* Your task
Please quote only the lines that start at the one with "In this photo, point at the fuselage, one" and go on to the last line of the data, both ends kept.

* Pointing dataset records
========================================================================

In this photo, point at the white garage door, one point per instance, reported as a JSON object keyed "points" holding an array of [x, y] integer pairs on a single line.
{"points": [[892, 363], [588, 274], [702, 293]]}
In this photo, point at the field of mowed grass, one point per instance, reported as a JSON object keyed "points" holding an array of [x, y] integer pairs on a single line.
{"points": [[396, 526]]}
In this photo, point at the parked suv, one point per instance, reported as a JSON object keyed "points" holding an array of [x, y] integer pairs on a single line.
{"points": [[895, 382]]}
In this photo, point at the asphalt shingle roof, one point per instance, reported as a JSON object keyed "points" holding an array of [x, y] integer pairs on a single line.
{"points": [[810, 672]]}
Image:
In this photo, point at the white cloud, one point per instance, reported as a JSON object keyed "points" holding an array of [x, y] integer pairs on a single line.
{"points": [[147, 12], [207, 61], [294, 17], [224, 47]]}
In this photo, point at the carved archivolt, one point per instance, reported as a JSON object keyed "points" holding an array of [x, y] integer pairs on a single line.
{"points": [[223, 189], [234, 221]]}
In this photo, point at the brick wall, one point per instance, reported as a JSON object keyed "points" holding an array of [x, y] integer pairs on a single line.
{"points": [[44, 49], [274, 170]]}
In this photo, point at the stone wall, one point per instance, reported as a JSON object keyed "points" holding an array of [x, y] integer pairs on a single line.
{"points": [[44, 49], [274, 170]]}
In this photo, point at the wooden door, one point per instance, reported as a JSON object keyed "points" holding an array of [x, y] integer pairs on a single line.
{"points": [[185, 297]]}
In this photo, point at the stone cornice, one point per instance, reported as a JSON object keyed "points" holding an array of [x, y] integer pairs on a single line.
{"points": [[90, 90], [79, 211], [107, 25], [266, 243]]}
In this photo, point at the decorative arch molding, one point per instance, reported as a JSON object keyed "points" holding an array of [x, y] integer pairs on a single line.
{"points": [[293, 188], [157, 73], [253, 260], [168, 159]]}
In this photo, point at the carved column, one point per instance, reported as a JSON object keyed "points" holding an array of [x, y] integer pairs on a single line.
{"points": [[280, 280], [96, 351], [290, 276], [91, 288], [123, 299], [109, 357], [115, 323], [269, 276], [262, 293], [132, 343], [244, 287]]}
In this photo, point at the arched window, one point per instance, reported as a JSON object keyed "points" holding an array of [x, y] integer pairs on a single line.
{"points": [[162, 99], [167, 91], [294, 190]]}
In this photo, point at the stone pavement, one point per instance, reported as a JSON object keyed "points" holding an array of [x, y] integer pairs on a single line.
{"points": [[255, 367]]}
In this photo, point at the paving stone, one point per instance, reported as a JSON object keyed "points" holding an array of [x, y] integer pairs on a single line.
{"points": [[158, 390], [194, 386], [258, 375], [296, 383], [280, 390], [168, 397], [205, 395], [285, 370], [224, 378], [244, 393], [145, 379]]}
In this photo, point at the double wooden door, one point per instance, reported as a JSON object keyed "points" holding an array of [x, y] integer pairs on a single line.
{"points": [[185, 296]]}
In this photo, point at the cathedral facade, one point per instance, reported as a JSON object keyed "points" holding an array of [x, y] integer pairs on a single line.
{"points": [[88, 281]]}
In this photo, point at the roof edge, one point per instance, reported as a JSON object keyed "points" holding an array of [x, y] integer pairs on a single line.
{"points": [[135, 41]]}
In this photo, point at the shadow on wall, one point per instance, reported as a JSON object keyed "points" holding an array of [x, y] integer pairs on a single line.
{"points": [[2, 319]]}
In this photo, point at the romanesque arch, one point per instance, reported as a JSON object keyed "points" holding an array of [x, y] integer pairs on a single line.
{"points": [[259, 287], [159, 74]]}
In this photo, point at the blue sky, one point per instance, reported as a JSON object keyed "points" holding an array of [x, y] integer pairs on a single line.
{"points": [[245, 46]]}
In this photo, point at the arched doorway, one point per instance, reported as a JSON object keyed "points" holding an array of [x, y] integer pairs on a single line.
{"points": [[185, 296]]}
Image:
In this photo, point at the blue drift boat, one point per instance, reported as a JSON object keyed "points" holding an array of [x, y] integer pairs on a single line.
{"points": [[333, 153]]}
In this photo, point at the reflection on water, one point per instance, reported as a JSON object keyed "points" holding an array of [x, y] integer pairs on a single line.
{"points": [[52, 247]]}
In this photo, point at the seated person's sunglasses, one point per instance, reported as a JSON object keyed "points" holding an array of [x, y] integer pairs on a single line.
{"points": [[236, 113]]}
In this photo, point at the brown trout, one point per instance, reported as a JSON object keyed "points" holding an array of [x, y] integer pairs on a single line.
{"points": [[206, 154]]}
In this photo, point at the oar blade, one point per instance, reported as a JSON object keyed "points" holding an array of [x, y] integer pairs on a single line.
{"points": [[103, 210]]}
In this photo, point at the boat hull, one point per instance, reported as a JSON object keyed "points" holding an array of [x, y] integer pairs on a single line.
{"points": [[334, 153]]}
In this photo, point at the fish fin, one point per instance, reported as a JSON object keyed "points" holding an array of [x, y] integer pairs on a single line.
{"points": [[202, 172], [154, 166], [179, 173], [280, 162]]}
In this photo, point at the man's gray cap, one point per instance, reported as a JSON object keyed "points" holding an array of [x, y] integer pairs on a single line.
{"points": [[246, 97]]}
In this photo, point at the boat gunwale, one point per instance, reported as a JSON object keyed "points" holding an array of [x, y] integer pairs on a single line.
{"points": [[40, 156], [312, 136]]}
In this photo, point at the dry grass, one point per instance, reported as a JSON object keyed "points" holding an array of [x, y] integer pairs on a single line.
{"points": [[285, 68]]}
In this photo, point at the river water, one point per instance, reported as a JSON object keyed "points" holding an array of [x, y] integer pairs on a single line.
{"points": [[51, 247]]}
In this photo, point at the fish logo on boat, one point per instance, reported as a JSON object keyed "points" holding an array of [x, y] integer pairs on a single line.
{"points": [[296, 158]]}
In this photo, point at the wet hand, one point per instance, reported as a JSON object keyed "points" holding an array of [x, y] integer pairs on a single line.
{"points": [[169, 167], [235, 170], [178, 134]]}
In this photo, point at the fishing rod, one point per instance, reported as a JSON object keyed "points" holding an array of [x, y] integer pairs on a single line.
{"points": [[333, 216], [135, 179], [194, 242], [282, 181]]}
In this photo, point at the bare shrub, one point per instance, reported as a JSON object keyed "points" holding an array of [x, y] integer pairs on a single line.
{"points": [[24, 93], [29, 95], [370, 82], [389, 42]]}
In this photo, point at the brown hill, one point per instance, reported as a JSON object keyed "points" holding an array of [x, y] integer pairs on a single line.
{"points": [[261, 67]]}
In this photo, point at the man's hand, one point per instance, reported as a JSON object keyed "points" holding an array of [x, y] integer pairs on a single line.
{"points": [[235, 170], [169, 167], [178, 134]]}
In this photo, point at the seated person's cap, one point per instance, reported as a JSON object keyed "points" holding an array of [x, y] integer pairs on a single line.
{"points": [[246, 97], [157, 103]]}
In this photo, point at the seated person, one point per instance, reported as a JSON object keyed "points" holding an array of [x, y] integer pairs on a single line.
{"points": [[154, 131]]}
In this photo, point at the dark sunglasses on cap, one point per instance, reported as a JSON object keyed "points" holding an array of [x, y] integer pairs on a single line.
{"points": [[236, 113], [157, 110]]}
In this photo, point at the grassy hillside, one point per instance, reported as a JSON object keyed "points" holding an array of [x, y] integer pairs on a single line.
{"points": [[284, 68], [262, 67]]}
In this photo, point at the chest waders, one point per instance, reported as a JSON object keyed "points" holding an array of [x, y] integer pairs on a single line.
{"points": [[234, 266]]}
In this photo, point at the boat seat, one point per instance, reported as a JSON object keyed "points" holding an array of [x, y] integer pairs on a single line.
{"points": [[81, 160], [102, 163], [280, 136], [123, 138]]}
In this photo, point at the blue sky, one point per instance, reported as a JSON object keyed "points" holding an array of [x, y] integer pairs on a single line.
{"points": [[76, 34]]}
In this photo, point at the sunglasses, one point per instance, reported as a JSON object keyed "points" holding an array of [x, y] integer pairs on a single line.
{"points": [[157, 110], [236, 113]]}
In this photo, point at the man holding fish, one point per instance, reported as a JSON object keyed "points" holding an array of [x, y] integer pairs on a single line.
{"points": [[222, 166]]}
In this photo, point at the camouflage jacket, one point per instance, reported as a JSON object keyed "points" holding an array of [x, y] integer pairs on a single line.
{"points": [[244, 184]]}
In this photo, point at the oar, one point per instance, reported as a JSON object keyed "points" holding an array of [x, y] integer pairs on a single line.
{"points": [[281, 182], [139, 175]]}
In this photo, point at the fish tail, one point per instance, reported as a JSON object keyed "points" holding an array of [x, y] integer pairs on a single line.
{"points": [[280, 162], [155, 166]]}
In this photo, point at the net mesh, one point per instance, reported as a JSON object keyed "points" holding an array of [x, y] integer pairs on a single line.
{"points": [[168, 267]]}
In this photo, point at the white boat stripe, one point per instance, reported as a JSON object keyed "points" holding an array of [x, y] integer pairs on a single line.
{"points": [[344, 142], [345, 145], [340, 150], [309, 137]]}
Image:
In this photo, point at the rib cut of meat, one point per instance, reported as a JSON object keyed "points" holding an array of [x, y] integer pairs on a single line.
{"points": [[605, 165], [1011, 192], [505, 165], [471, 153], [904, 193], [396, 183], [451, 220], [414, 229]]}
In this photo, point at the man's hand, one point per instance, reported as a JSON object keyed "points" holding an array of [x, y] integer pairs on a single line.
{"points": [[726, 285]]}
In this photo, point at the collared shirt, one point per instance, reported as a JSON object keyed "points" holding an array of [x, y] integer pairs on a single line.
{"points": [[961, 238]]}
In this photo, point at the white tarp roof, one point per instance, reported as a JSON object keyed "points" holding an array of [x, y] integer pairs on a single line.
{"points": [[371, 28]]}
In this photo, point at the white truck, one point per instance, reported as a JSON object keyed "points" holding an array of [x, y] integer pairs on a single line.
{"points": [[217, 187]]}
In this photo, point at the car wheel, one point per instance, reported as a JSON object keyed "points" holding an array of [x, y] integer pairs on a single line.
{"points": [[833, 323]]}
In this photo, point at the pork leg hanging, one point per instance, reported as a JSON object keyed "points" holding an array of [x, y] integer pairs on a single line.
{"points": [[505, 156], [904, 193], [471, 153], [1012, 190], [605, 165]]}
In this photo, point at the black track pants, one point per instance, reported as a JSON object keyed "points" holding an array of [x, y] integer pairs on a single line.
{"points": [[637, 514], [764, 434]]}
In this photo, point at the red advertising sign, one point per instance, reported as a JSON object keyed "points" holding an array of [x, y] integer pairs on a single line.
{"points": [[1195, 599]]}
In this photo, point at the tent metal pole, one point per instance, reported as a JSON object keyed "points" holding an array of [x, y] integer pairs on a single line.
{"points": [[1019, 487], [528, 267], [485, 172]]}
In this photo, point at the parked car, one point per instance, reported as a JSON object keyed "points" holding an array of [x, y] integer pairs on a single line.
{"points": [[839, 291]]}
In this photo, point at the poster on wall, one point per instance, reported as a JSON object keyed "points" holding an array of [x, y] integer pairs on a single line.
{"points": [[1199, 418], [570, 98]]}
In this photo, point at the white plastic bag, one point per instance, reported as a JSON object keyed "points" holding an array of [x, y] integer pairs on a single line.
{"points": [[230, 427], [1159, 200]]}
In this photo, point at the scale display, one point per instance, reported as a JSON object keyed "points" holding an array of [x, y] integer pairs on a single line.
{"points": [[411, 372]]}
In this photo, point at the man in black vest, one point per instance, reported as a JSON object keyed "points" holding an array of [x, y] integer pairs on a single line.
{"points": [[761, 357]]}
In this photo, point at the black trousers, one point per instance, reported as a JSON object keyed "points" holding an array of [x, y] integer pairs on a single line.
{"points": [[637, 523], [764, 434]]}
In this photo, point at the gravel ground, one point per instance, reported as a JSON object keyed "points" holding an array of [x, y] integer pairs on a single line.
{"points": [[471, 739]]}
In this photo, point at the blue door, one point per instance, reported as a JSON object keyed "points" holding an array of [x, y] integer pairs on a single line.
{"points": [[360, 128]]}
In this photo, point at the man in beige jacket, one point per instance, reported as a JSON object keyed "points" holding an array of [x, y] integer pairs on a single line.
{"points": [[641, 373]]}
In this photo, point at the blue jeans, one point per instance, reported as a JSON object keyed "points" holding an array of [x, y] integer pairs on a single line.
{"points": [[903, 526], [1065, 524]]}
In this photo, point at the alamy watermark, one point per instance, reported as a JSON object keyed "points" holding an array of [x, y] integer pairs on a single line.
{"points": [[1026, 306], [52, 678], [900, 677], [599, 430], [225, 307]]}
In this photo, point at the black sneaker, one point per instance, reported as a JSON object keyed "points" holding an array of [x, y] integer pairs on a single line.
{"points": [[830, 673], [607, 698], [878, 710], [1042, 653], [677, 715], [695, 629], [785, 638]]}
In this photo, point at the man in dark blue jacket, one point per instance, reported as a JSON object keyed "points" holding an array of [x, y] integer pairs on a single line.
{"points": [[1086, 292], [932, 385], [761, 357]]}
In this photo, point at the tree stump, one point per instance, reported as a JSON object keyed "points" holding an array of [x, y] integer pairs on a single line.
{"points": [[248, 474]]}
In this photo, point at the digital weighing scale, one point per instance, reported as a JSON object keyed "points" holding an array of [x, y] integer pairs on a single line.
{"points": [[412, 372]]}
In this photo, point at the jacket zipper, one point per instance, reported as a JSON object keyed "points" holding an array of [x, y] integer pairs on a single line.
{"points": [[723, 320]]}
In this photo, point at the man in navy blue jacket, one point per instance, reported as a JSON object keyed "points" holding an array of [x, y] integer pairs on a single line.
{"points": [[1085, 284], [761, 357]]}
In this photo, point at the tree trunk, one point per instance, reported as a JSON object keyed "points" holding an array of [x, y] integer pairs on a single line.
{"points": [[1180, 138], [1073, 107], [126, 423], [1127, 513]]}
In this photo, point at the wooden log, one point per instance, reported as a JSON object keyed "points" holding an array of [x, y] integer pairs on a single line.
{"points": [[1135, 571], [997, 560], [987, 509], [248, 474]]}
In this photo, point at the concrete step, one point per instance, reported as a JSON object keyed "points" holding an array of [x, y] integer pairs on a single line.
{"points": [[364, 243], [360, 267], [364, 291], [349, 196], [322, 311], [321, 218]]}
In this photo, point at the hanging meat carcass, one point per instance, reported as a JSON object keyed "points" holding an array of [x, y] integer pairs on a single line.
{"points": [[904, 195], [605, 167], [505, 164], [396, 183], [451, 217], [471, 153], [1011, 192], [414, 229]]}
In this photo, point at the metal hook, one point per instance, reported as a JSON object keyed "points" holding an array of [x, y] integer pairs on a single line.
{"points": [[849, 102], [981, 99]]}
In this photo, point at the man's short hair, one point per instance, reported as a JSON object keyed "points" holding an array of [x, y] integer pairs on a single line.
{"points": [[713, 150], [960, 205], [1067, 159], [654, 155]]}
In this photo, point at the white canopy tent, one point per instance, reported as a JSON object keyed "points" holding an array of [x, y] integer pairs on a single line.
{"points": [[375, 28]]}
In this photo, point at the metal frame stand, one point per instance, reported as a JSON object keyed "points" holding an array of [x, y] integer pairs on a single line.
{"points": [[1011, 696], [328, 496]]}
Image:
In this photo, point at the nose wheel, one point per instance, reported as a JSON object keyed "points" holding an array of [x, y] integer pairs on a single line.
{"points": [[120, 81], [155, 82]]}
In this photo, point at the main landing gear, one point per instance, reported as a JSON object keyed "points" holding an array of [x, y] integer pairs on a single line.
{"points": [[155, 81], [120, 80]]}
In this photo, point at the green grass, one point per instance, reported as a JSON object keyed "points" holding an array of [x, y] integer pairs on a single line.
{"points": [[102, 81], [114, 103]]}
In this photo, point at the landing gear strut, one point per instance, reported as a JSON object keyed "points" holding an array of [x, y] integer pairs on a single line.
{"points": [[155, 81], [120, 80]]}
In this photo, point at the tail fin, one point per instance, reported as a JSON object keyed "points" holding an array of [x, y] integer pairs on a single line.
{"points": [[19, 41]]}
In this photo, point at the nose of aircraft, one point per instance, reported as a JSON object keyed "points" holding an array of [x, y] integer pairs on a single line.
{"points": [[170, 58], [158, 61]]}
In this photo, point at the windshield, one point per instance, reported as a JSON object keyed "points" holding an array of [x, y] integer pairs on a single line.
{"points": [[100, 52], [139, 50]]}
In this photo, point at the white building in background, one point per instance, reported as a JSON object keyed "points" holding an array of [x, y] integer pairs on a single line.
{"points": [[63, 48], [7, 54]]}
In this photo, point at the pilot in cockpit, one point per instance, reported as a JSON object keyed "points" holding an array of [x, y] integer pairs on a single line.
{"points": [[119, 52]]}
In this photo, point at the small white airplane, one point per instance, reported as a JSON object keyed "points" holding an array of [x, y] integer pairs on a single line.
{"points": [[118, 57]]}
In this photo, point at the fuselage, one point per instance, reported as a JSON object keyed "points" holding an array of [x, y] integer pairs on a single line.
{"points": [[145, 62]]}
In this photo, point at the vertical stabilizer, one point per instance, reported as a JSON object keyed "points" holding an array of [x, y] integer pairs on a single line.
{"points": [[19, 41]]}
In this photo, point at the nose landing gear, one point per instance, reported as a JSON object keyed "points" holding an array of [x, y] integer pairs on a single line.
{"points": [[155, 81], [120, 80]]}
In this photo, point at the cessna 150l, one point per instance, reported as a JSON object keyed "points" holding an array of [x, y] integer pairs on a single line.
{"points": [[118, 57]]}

========================================================================

* Response to the exercise
In this photo, point at the fuselage, one point per instance, reported as a JSON object keyed "points" holding an array of [x, y] integer pairs on a single line.
{"points": [[145, 62]]}
In this photo, point at the vertical stabilizer, one point per instance, reported as a JSON object keyed "points" holding an array of [x, y] integer pairs on a single line.
{"points": [[19, 41]]}
In this photo, point at the nose landing gear, one point per instance, reported as a JSON object keyed "points" holding an array of [x, y] integer pairs on a single line.
{"points": [[155, 81], [120, 80]]}
In this photo, point at the cessna 150l, one point per instance, reported as a JSON object keyed "points" holding an array of [x, y] integer pairs on a single line.
{"points": [[118, 57]]}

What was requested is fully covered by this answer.